無肥料で、大して工夫もしていなかったので収量は大したことがないですが、「じゃがいもはこうやって育つんだ」「こんな葉っぱなんだ」ということが体感できて良かったです。
体感が畑をする一番の目的なので(^^ゞ

さて、今日のテーマは今年の3月から久しぶりに担当することになった緩和ケア病棟での話です。
緩和ケア病棟とはがんを始めとした終末期の方が苦痛を緩和することを目的とした病棟です。
看取りが目的ではなく基本的に退院を目指すことがホスピスとの違い。
それでもかなりの方が在院中に亡くなってしまう、厳しさがあります。

緩和ケア病棟に入るにはいくつかの条件があり、そのうちの一つに「積極的治療をしない」というものがあります。
それは最期が近いということを受け容れるということでもあります。
身体的、精神的、そしてスピリチュアルな痛みの中でリハビリテーションは何ができるのか。
答えのない中で患者さんと向き合っています。
リハビリテーションは「良くなっていく助けをする」というイメージが強いかと思います。
一方、がんの終末期は徐々に身体機能が落ちていくステージ。
単なる機能改善が目的とはなりにくい病期です。

リハビリテーションとして何もできないままお亡くなりになることも多々あります。
そんな中、印象的な患者さんがいました。

データ:
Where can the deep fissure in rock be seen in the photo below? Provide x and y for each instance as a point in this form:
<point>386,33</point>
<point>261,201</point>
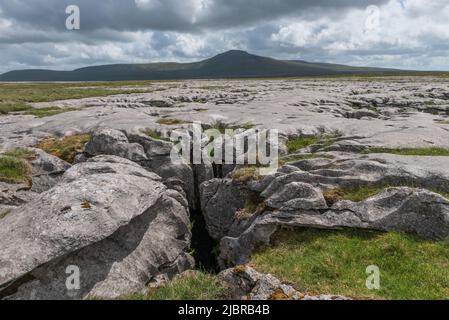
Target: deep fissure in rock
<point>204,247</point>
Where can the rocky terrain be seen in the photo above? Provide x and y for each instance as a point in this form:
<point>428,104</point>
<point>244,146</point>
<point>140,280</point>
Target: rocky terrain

--

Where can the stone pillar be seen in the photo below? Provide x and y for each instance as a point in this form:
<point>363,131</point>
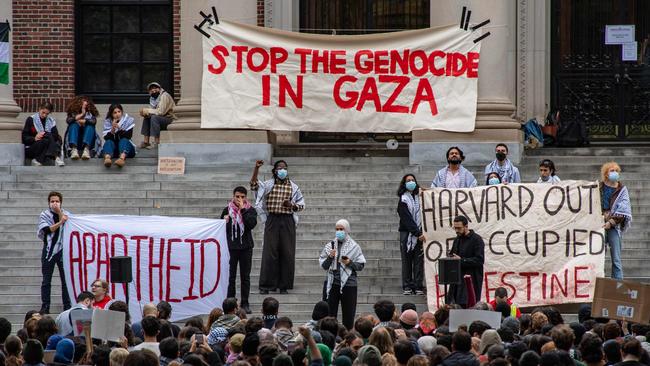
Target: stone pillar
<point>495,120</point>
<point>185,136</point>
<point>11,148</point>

課題:
緩和ケア病棟についての本文のうち、「身体的、精神的、そしてスピリ」で始まり「そんな中、印象的な患者さんがいました。」で終わる部分を、「リハビリテーション」を「リハビリ」に置き換えて書き直してもらえますか?

解答例:
身体的、精神的、そしてスピリチュアルな痛みの中でリハビリは何ができるのか。
答えのない中で患者さんと向き合っています。
リハビリは「良くなっていく助けをする」というイメージが強いかと思います。
一方、がんの終末期は徐々に身体機能が落ちていくステージ。
単なる機能改善が目的とはなりにくい病期です。

リハビリとして何もできないままお亡くなりになることも多々あります。
そんな中、印象的な患者さんがいました。